Texte à lire >>
____

S 2- La réforme Kossyguine-Liberman : vers l’amélioration de la production industrielle en URSS
Boris Vinogradov (Chercheur postdoctoral à l’Université de Lille, IRHiS / CNRS)
Au début des années 1960, l’économie soviétique devient un mécanisme très complexe présentant de graves déficits d’efficacité. Les dirigeants des entreprises ne participent pas à l’élaboration des plans de production. Dans ces conditions, il devient de plus en plus difficile pour les organes de planification centraux de prendre des décisions efficaces. Néanmoins, la direction centrale insiste sur le contrôle minutieux de tous les aspects de la vie économique. Les directeurs d’usine ne disposent que de peu ou pas d’autorité pour s’écarter des plans quantitatifs, souvent établis un an ou plus à l’avance. En outre, les directeurs d’usine sont souvent poussés à produire des biens totalement inadaptés, ce qui s’accompagne d’un système de motivation mal conçu.

____

Consigne A >> Renvoyez chaque ligne où figure le mot « streak ».
Les lignes ci-dessous n'ont aucun lien avec le texte.

Lignes de l'exercice >>
____

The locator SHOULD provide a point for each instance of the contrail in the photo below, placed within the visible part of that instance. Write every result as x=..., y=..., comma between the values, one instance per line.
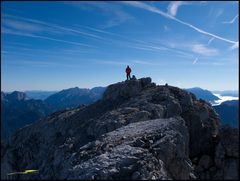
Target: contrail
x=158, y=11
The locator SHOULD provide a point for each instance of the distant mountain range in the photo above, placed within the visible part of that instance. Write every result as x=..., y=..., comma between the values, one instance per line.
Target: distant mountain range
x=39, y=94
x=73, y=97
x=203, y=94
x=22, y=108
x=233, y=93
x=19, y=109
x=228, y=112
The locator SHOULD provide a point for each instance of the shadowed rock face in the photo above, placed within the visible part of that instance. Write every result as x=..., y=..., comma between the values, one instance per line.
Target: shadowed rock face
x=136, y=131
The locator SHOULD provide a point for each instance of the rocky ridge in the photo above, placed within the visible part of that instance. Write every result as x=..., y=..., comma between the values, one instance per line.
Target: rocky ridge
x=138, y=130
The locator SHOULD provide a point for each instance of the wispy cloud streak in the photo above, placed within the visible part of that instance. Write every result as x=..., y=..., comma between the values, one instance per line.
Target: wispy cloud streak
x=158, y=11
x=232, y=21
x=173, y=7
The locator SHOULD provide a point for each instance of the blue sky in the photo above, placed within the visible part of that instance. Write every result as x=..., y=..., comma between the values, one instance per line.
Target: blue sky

____

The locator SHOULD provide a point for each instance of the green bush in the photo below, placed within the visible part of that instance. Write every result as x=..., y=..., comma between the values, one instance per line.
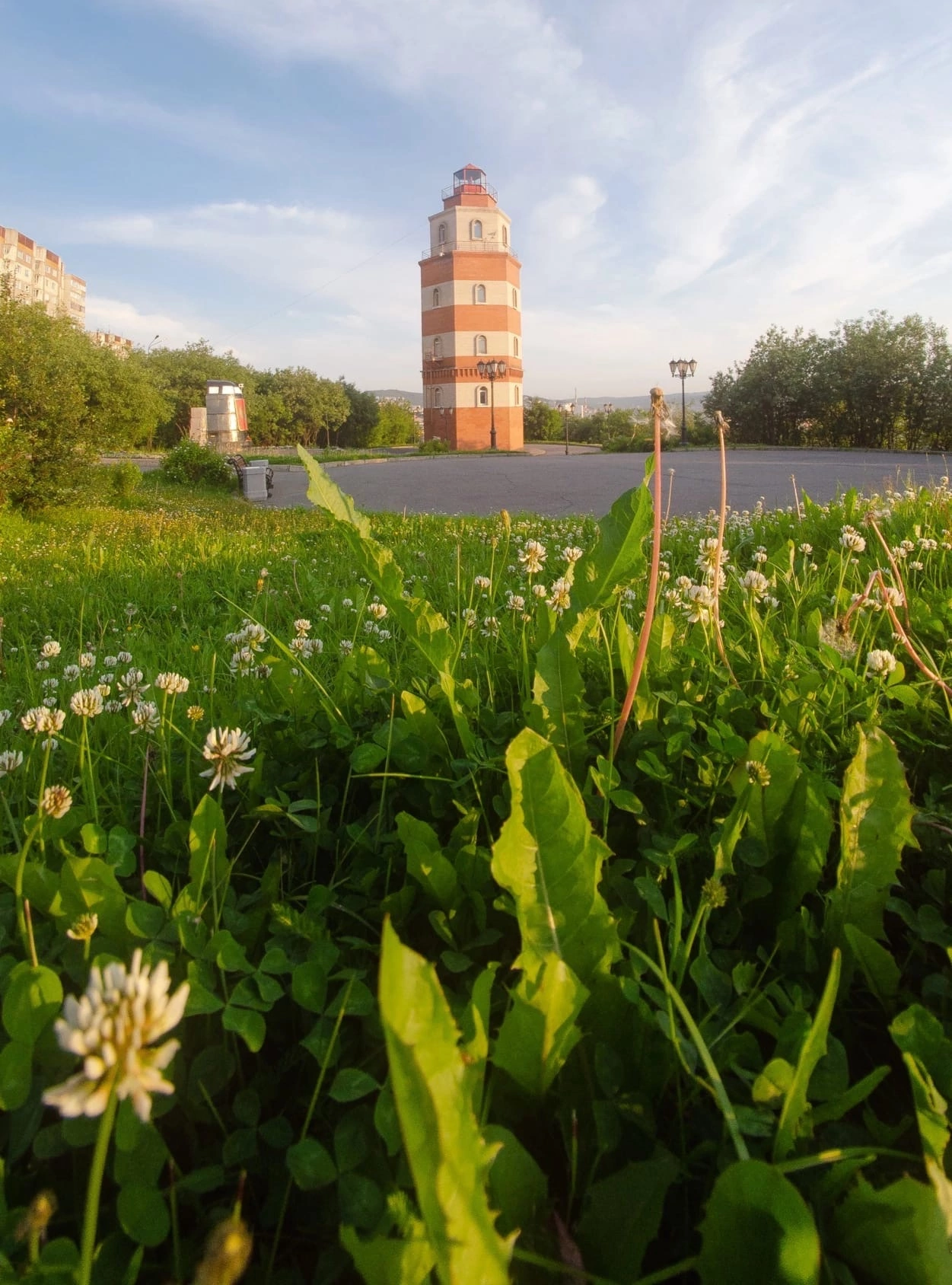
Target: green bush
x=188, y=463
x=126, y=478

____

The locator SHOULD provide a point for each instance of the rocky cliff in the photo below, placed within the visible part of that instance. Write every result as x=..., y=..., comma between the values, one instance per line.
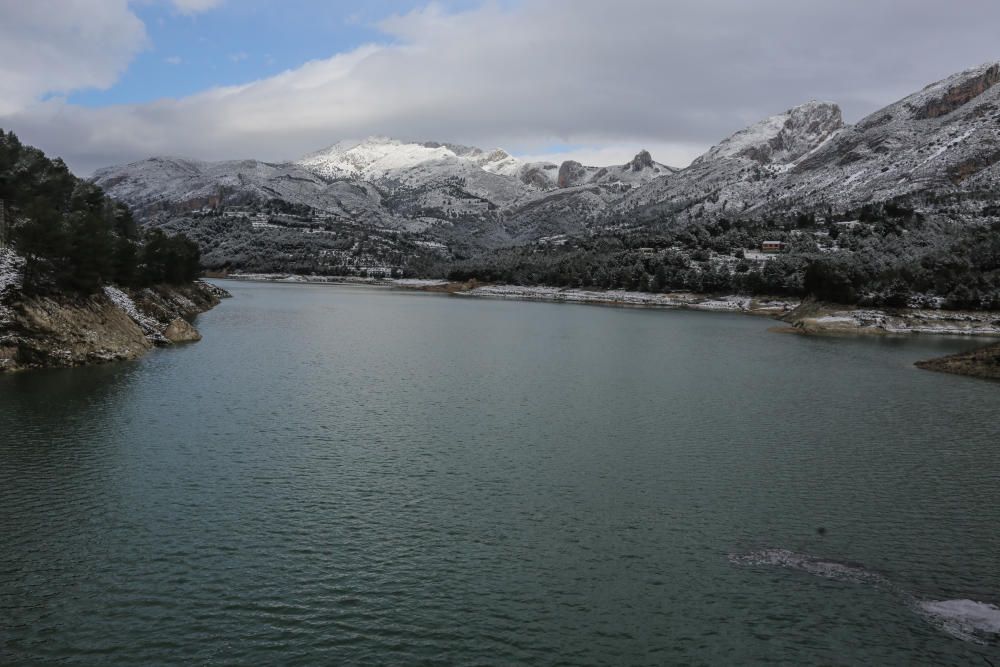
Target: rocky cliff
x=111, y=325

____

Consigne B >> Énumérez les acteurs de l'économie soviétique que nomme le texte sur la réforme Kossyguine-Liberman.

Réponse rédigée A >>
The locator SHOULD provide a point for each instance of the wispy cloud streak in the photo above, placed within the visible part of that instance. Write every result as x=..., y=..., comma between the values, one instance per line.
Target: wispy cloud streak

Réponse rédigée B >>
- les dirigeants des entreprises
- les organes de planification centraux
- la direction centrale
- les directeurs d'usine